◆ Brief
What you write must match exactly the lines from the one with "635, row 841." through the last line of the material below.

Content starts

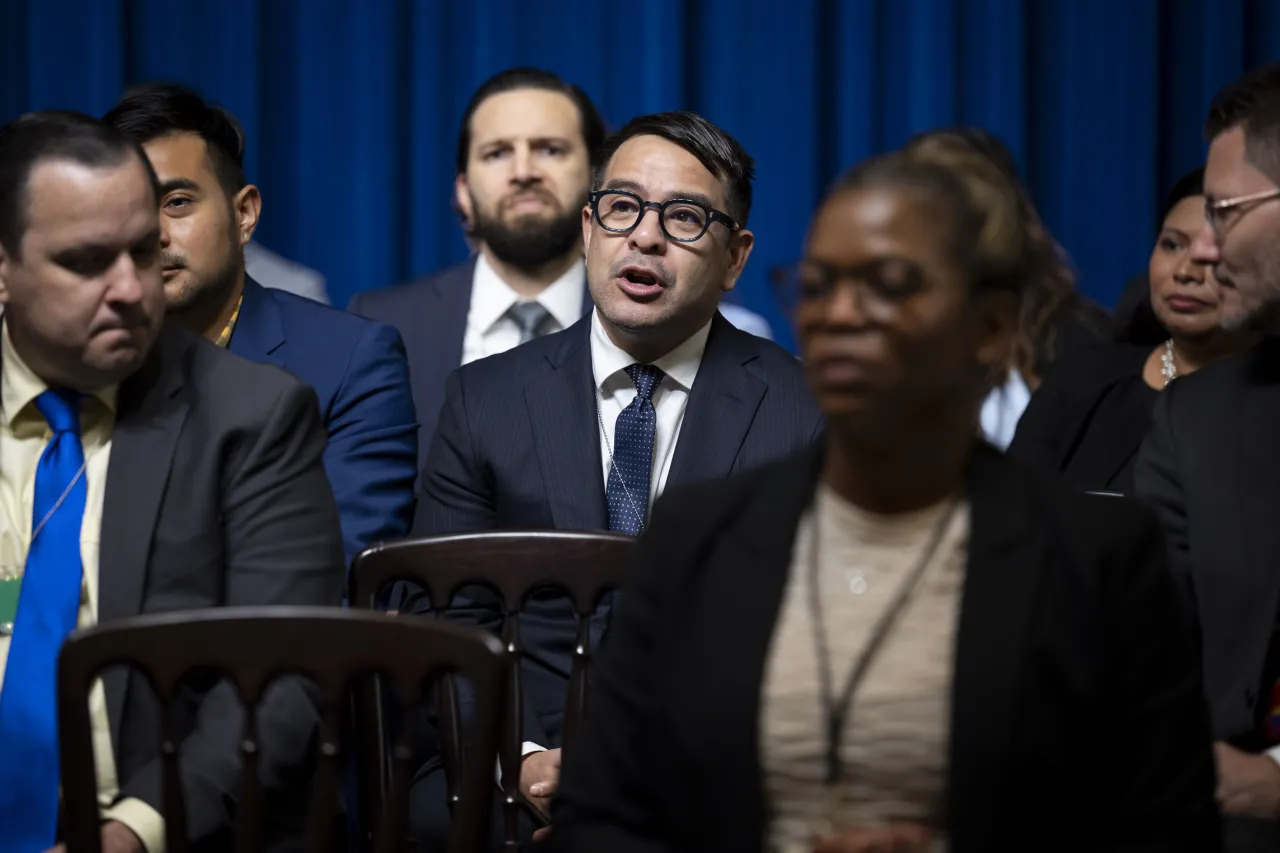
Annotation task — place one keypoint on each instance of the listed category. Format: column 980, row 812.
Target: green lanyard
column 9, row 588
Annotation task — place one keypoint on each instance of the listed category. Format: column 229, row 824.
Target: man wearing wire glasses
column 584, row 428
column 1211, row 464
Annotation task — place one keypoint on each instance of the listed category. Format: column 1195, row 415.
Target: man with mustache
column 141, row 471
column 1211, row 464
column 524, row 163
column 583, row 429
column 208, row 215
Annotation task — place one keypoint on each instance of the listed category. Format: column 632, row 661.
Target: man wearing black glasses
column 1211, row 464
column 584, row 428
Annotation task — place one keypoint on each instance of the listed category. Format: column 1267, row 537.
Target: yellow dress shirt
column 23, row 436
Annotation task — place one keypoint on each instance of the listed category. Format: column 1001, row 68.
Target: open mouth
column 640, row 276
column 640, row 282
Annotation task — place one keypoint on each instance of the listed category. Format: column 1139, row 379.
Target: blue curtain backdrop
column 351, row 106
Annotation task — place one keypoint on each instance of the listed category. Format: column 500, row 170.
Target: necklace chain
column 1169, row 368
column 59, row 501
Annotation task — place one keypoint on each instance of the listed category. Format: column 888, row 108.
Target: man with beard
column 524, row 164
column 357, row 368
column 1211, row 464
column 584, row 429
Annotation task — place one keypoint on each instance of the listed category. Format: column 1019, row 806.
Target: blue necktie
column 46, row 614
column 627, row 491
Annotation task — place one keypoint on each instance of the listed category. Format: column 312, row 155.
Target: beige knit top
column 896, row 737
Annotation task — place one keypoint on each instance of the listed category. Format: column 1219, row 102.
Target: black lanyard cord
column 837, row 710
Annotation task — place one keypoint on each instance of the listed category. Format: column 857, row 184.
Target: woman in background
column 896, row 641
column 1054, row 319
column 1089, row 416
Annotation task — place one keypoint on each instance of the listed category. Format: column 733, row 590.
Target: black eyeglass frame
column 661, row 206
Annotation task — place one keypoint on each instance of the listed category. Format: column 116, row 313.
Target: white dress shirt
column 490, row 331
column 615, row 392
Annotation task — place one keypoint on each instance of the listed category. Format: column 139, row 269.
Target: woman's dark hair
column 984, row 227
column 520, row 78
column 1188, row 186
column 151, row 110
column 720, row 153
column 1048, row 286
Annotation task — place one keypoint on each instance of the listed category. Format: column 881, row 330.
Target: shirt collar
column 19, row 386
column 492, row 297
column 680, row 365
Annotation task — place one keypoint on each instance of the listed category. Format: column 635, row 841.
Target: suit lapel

Content ends

◆ Problem solution
Annotation task — place one keypoint on each instance of the listed category. Format: column 635, row 841.
Target: suit lapel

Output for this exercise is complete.